* [Problem details]: Gather every line in the listing below that contains the word "child" and copy each of those lines in full.

>> Begin

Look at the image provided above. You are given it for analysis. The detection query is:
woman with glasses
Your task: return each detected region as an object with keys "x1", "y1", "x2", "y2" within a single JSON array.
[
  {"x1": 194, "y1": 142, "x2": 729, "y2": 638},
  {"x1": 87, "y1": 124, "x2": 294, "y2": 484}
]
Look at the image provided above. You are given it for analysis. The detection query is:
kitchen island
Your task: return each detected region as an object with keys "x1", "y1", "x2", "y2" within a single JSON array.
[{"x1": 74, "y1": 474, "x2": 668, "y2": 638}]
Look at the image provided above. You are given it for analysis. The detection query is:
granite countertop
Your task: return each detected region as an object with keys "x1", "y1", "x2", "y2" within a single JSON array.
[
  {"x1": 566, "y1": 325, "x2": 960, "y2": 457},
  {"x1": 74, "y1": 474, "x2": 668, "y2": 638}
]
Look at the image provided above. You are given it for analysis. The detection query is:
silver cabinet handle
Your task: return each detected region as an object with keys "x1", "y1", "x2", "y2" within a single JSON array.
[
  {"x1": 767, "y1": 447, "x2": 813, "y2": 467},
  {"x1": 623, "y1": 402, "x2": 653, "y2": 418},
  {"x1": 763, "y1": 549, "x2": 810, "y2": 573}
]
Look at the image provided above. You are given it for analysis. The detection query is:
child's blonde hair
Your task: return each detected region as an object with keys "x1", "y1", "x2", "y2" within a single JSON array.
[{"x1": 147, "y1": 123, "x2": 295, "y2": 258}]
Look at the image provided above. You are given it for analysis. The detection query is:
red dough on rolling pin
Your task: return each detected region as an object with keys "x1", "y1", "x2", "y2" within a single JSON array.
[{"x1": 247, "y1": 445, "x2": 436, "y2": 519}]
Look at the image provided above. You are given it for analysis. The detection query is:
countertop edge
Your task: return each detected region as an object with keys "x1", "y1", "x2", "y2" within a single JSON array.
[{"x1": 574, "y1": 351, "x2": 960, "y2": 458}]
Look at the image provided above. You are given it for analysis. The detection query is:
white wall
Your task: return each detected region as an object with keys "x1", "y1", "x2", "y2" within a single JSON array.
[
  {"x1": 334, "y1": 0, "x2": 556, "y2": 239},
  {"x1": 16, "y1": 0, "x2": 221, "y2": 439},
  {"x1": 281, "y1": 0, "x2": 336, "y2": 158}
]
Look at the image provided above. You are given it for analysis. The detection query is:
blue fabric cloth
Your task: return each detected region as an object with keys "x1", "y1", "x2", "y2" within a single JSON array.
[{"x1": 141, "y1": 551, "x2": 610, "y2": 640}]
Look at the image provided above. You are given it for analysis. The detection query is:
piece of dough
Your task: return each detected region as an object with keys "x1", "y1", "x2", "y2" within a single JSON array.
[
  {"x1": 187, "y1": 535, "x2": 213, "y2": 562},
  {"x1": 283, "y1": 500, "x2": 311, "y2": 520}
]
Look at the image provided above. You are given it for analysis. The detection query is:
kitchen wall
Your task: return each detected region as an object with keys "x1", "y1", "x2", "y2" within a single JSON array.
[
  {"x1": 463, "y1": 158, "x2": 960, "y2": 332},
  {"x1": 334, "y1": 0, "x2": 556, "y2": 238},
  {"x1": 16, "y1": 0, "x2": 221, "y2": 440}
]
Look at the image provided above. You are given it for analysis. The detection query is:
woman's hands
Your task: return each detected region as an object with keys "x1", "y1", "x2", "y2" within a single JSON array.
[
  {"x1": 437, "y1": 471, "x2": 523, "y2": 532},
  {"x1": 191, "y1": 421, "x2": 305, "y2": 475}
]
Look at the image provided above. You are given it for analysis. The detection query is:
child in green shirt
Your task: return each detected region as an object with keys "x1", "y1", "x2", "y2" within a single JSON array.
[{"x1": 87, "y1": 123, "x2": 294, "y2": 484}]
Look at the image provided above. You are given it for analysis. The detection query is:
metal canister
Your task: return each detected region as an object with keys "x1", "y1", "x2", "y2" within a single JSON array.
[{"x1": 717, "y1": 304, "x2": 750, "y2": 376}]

>> End

* [Response]:
child's blonde hair
child in green shirt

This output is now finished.